● EXCERTO DO TEXTO
--
As minhas corridas na estrada

segunda-feira, 3 de agosto de 2015

VII Trail Nocturno da Lagoa de Óbidos (58km)

O Trail Nocturno da Lagoa de Óbidos é especial, ponto. Bastaram-me duas participações para perceber isso. Não é a mais longa ou a mais difícil, não é a que tem mais trilhos técnicos ou paisagens de cortar a respiração. Tem muitos estradões e, hajam pernas, até pode ser feita praticamente toda a correr! Então porque é que uma corrida que parece não ter nada a favor é tão especial?


Antes de mais, é especial porque Óbidos é uma vila especial. Começa por o ser quando ainda vamos na auto-estrada e vemos as muralhas que envolvem um sem fim de ruas estreitas e desorganizadas dispostas numa encosta, como se o projecto de urbanismo se baseasse num rabisco de uma criança. Lá dentro, milhares de pessoas literalmente vestidas a rigor alinhavam no ultimo dia da Feira Medieval que se realiza anualmente. Escudeiros com espadas de madeira, videntes, bruxas, bobos de corte  e guerreiros com focos de 200 lumens na cabeça vestidos com t-shirts fluorescentes misturavam-se todos criando um espectáculo esquizofrénico. Comigo viajou um portentoso contingente de 6 cavaleiros e 2 damas, da corte almeirinense, distribuídos pelas 3 distancias da batalha nocturna de Óbidos (55, 25 e 10km). Eram 20 horas quando acabámos de nos equipar no sobrelotado parque de terra fora das muralhas e nos dirigimos para o Jogo da Bola, local de chegada e de concentração para a partida.

Uma parte dos almeirinenses presentes, incluindo a Sara que se estreou nos trilhos!
Foi lá em cima que nos juntámos aos outros mil e tal atletas que esgotaram as inscrições do UTNLO em poucas horas. Os cerca de 30 minutos que aguardámos pela partida simbólica que nos levaria de novo à entrada da muralha foram suficientes para encontrar dezenas de caras conhecidas, incluindo uma grande parte da elite do trail nacional. A inclusão no circuito nacional de Ultra Trail da ATRP e a organização a cargo de decanos da corrida de montanha ajudam, mas é mais do que isso. Ninguém quer perder esta prova. Este ano havia a novidade das partidas conjuntas, o que resultou numa moldura humana impressionante na zona dos pórticos, mas que na minha opinião infelizmente tirou a diversão da partida simbólica. Era demasiada gente, acabámos por percorrer os 500 metros a andar quase em fila indiana.
--
● MATERIAL RECOLHIDO
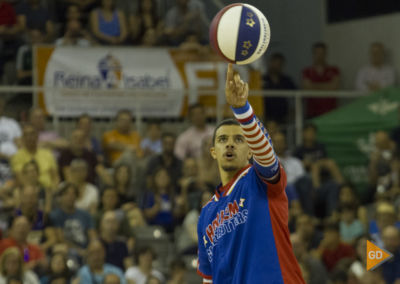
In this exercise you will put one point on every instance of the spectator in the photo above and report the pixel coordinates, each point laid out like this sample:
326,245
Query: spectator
--
● PEQUENO PROBLEMA 1
No relato do Trail Nocturno da Lagoa de Óbidos, a que horas acabou o grupo de se equipar no parque de terra fora das muralhas?
● PEQUENO PROBLEMA 2
Traduz para inglês a seguinte frase do relato do Trail Nocturno da Lagoa de Óbidos: "Era demasiada gente, acabámos por percorrer os 500 metros a andar quase em fila indiana."
● PEQUENO PROBLEMA 3
Retoma o relato do Trail Nocturno da Lagoa de Óbidos a partir da sua última frase e escreve a continuação.
Os dados não têm qualquer relação com o relato do Trail Nocturno da Lagoa de Óbidos.

● RESULTADO DO EXERCÍCIO 1
Às 20 horas.

● RESULTADO DO EXERCÍCIO 2
There were too many people; we ended up covering the 500 meters walking almost in single file.

● RESULTADO DO EXERCÍCIO 3
Congestionado
A partida foi dada às 21:30 em sentido contrário ao do ano passado. Os primeiros 10km foram numa zona completamente nova em relação a 2014. Aliás, contas por alto, diria que cerca de 80% do percurso era diferente. A julgar por estes primeiros quilómetros a mudança estava a ser muito positiva. Muitos trilhos abertos de fresco, boas (mas curtas) subidas, descidas rápidas e em trilhos, passagens por túneis, outras por baixo dos grandes viadutos da A8, sempre muito rolante e divertido. Enquanto corria lembrava-me da Sara que vinha lá atrás na sua primeira incursão nos trilhos, na prova de 10km. Estava a ser uma amostra excelente!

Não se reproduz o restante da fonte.